A 411-million-year-old fossil shows us what one of these groups looked like when they still spent their days in the water.
The ancestors to modern-day arthropods, the vastly successful group that includes insects, spiders, millipedes and crabs, originated during the Cambrian Period about 541 million years ago.
These creatures were small and fully aquatic, living in the oceans and freshwater at the same time as most other major lineages of animals were also starting to appear. But at what point these early arthropods then began to split into the major land-living groups we see today has not been well established.
One of the biggest holes in the fossil record of arthropods has been the origin of the centipedes and millipedes, known collectively as the Myriapoda. No aquatic form of this lineage has ever been identified, until now.
Looking at fossils found within a rock formation known as the Rhynie Chert that date to about 410 million years old, researchers have been able to look in exquisite detail at some of the tiny arthropods preserved within. They found that some of these creatures were aquatic myriapods.
Dr Greg Edgecombe, a palaeontologist at the Museum who studies arthropods, has been working with colleagues to describe these tiny early relatives to centipedes and millipedes.

● **Parts of the exercise**:
1 - According to the passage on early myriapod fossils, when did the ancestors of modern arthropods originate?
2 - From the passage on early myriapod fossils, set down the words starting with "These creatures were small" and going on through "were aquatic myriapods.".
3 - Resume the passage on early myriapod fossils from the point where it stops.
The items play no part in this work.

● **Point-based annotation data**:
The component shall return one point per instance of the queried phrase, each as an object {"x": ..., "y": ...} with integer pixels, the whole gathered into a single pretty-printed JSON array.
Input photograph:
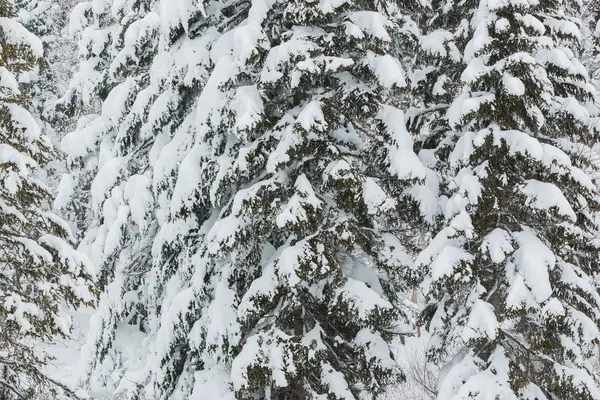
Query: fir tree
[
  {"x": 253, "y": 185},
  {"x": 304, "y": 161},
  {"x": 510, "y": 272},
  {"x": 39, "y": 270}
]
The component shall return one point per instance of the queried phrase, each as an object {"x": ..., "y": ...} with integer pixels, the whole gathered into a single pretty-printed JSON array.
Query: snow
[
  {"x": 14, "y": 33},
  {"x": 543, "y": 196},
  {"x": 497, "y": 244},
  {"x": 482, "y": 322},
  {"x": 533, "y": 261}
]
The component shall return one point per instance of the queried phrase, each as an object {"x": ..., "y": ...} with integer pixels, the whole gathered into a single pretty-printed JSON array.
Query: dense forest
[{"x": 300, "y": 199}]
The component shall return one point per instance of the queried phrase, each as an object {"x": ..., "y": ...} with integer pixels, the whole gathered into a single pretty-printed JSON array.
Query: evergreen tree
[
  {"x": 305, "y": 169},
  {"x": 252, "y": 185},
  {"x": 39, "y": 270},
  {"x": 510, "y": 272}
]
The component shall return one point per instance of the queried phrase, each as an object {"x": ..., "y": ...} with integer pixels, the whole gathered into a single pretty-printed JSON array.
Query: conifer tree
[
  {"x": 510, "y": 273},
  {"x": 252, "y": 185},
  {"x": 39, "y": 270},
  {"x": 304, "y": 161}
]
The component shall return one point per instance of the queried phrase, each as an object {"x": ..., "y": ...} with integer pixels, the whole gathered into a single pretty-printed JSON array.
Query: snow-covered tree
[
  {"x": 253, "y": 190},
  {"x": 510, "y": 272},
  {"x": 39, "y": 270},
  {"x": 590, "y": 16},
  {"x": 299, "y": 178}
]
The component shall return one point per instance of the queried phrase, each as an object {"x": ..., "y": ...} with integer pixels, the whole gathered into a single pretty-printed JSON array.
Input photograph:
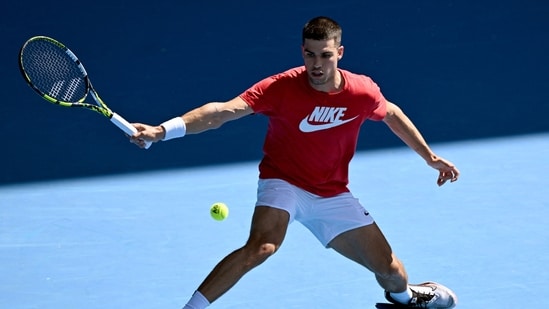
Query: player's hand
[
  {"x": 146, "y": 133},
  {"x": 446, "y": 169}
]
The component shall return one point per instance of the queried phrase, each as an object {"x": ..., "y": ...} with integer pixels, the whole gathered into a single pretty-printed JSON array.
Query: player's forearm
[
  {"x": 403, "y": 127},
  {"x": 202, "y": 119}
]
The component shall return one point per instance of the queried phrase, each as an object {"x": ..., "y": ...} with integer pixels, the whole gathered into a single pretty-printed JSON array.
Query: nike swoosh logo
[{"x": 306, "y": 127}]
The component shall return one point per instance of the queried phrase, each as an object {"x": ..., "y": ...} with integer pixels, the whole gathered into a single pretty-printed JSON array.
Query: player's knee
[{"x": 259, "y": 252}]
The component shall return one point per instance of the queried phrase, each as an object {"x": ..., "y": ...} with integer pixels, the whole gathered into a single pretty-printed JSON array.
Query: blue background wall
[{"x": 460, "y": 69}]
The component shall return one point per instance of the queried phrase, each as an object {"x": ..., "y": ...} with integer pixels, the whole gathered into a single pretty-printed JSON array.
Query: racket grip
[{"x": 126, "y": 127}]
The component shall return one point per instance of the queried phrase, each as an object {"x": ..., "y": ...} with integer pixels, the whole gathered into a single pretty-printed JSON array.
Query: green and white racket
[{"x": 56, "y": 74}]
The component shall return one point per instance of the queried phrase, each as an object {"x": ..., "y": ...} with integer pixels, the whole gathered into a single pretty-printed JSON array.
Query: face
[{"x": 321, "y": 58}]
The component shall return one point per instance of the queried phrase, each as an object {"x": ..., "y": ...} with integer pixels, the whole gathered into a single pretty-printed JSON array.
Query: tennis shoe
[{"x": 428, "y": 295}]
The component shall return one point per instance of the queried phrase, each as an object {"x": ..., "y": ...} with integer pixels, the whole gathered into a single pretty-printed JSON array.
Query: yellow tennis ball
[{"x": 219, "y": 211}]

● **Expected outputs**:
1 - During the Cambrian Period, about 541 million years ago.

2 -
These creatures were small and fully aquatic, living in the oceans and freshwater at the same time as most other major lineages of animals were also starting to appear. But at what point these early arthropods then began to split into the major land-living groups we see today has not been well established.
One of the biggest holes in the fossil record of arthropods has been the origin of the centipedes and millipedes, known collectively as the Myriapoda. No aquatic form of this lineage has ever been identified, until now.
Looking at fossils found within a rock formation known as the Rhynie Chert that date to about 410 million years old, researchers have been able to look in exquisite detail at some of the tiny arthropods preserved within. They found that some of these creatures were aquatic myriapods.

3 -
'It's something I have been wrestling with for a couple of decades now, and is one of the great holes in the arthropod fossil records,' says Greg. 'This it is the first opportunity to see what the animals looked like in that gap.'
The description has now been published in the Proceedings of the National Academy of Sciences of the USA.
Arthropods are the most successful groups of animals on the planet, accounting for roughly 80% of all animals currently alive.
They are one of a few groups of animals that successfully made the transition from the oceans to land, one of the others being amniotes, and were the first to do so by at least some 420 million years ago.
Generally, the terrestrial arthropods can be broken up in three main groups: the hexapods (which includes insects), the arachnids (spiders and their kin) and the myriapods (centipedes and millipedes).
But rather that this occurring as a single event, each separate group of arthropods made the transition on their own.
'There were three major independent terrestrialisation events in Arthropoda,' explains Greg. 'All of them had to deal with the same basic challenges because land was a hostile environment.' Each group had to figure out how to prevent drying out, how to support their own bodies and walk, how to excrete and not least how to breathe.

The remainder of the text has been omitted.